* _Problem 1_:
Answer these from the betting passage:
(a) What desired return does the example set?
(b) How much money goes on the bet at $2.75 odds in the first example?
(c) According to the reply, what does $100 / $2.75 give?
* _Problem 2_: Resume the passage on splitting money between two bets, picking up right after its final sentence.

* _Given passage_:
---
Does anyone know if there is a formula for the following problem?
And if so, what may it be?

If you have two different options for a bet and both are paying over $2 then it is possible to place a certain amount of money on both bets that will not only pay you for your desired return but also pays for the money invested on the losing bet.

E.g

Desired Return = $100
Bet 1 Odds = $5.50
Bet 2 odds = $2.75

If i put on $40 @ $5.50 it’ll return $220,
And if i put $80 @ $2.75 it’ll return $220.

$220 – $120 (both bet amounts) = $100 my desired return. Just as long as one of these two bets wins.

So what formula would be used to find out the amount to put on the two bets when only the odds and desired return are known?

Using the odds you used first you'd need to find the minimum amount you would need for each individual odd to return the amount you desire

in this case it would be:

$100 / $5.50 = $18 to win $100
and
$100 / $2.75 = $36 to win $100

This will return you $200 if they both win, but you're trying to offset the cost if you lose one.

So now you have to find the amount you'd need to bet on bet 1 if bet 2 loses.

$136 / $5.50 = $24 to win $100 and cover the loss from bet 2

And you have to find the amount you'd need to bet on bet 2 if bet 1 loses.
---
Coordinate annotation entries:
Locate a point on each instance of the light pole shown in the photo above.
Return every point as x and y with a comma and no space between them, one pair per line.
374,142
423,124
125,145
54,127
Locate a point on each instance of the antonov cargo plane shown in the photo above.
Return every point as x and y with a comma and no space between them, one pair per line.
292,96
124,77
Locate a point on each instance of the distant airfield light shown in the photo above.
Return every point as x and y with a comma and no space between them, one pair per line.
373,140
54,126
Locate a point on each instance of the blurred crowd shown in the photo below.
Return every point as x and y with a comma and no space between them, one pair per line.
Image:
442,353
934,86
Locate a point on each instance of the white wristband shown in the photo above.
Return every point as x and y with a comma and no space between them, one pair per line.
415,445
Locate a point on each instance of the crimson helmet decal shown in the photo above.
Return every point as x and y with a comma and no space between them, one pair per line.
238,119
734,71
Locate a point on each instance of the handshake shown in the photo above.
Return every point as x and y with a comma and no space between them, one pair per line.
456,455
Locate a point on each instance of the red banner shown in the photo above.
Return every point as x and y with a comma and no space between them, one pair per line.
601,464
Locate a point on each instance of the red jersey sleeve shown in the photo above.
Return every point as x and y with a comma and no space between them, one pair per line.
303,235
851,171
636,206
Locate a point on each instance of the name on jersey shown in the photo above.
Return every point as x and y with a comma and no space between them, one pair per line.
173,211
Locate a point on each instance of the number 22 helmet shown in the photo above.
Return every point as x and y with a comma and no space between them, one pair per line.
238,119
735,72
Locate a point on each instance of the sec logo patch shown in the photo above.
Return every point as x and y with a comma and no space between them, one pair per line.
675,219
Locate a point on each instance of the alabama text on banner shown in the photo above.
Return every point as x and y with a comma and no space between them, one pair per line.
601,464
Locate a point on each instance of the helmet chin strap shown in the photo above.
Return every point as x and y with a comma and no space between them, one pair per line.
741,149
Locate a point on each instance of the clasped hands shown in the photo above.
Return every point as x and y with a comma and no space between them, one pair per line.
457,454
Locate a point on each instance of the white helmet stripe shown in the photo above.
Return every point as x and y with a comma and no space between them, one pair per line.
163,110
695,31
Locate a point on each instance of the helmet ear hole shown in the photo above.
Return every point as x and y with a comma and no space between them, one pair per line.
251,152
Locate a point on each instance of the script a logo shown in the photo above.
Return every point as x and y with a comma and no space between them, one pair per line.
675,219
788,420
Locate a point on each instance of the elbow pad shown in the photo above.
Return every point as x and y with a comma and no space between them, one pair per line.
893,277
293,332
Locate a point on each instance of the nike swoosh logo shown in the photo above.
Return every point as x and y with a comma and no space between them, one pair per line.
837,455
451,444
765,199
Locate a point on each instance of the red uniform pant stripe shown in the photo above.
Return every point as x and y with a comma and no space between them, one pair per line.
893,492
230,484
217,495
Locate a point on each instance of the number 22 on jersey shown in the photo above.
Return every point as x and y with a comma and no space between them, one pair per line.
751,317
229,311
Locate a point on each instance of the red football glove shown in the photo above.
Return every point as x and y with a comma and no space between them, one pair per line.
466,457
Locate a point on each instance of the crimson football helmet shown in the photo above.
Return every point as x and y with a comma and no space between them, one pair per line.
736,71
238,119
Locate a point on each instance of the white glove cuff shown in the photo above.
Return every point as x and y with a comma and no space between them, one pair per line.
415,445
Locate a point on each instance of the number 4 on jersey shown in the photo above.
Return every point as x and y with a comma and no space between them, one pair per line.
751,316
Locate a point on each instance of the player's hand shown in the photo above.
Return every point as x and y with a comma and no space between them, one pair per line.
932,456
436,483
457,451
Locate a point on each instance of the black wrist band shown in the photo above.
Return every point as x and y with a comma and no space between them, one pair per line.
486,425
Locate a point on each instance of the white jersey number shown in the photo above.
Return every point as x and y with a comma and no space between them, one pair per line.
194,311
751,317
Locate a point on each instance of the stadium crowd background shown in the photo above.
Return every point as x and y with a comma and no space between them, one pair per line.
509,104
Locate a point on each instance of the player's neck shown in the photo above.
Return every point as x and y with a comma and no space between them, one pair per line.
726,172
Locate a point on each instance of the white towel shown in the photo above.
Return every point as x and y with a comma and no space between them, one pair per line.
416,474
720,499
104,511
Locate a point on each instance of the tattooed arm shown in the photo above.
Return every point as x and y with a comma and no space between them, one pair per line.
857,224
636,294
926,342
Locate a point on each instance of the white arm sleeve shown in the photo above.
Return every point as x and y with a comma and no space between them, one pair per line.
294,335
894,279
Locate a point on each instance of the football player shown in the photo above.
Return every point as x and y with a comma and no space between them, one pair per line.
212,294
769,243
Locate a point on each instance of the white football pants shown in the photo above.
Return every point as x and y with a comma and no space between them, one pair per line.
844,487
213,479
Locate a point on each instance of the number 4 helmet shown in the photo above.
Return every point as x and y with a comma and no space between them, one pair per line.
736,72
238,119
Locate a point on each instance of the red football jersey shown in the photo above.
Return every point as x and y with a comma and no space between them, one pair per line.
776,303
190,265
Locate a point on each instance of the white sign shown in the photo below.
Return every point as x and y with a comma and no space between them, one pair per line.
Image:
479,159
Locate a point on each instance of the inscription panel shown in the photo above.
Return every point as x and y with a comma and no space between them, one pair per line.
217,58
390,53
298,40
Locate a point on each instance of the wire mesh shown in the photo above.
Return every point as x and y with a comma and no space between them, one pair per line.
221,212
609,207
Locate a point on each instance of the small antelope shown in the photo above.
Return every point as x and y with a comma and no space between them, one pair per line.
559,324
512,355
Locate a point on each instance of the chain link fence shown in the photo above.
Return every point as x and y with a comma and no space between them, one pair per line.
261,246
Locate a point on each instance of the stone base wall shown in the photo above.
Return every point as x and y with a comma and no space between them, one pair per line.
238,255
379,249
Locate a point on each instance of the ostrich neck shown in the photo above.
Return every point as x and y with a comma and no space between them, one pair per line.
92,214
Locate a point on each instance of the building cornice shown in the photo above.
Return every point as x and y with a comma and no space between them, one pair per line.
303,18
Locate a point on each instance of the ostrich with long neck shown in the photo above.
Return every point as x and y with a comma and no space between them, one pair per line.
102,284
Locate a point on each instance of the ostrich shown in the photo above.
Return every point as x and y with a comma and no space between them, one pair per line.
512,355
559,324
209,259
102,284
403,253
---
* _Task answer 1_:
(a) $100
(b) $80
(c) $36 to win $100

* _Task answer 2_:
$118 / $2.75 = $42 to win $100 and cover the loss from bet 1

So it would be

Bet 1: $24 @ $5.50
Bet 2: $42 @ $2.75

If both wins you should return $242, if only one wins it should return $100(ish)

I may have my numbers wrong but it's late and I'm tired.

 

[underdog]

"The house always wins"

thats why when teams are dead heated, the are both at $1.90 - the 10 cents is the margin the sports tab make on even bets, and if you chuck a 20 on BOTH teams, you will lose.

The best options only come up when something affects the result before the game- something like this.

Tigers vs Newcastle - kick off sunday

* Tuesday - teams released - No injuries, cept for Gidley. - Tigers paying $1.55 - Newcastle - $2.70 - Put 25 Bucks on Newcastle @2.70 (bear with me here)

* Wednesday - Knights sign Willie Mason - fighting fit, rearing to go. Gidley is cleared to play on the weekend - average punters think Newcaslte might win, and back them into $2.10 - Tigers are paying $1.75

* Thursday - Benji Marshall rolls ankle at training and knocks Farah in the nose- both effectively ruled out by Dr Quah. Newcastle get money dumped on and firm into $1.45 favourites, Tigers out to $2.85

*Saturday - News on the forums that Marshall and Farah are cleared, nothing official yet - JUMP ON the tigers at 2.85 - 30 bucks.

* Sunday 1hr before kickoff - marshall names in jumper 19, farah in jumper 20\. tigers plunge back to 1.90.

now, as you can see you have put yourself in a win/win situation, however it takes a series of unfortunate events (or prior knowledge of an event) to really take full advantage. The old cliche of "the house always wins" applies here.

One betting tip i can give you revolves around the Tennis - in particular 3 set matches - anytime someone is unbackable (e.g - $1.15 or less) see what the odds are of a 2-0 straight set win - (generally out at around 1.40 or so) since most floggings in tennis are in straight sets, its most of the time a fairly easy win.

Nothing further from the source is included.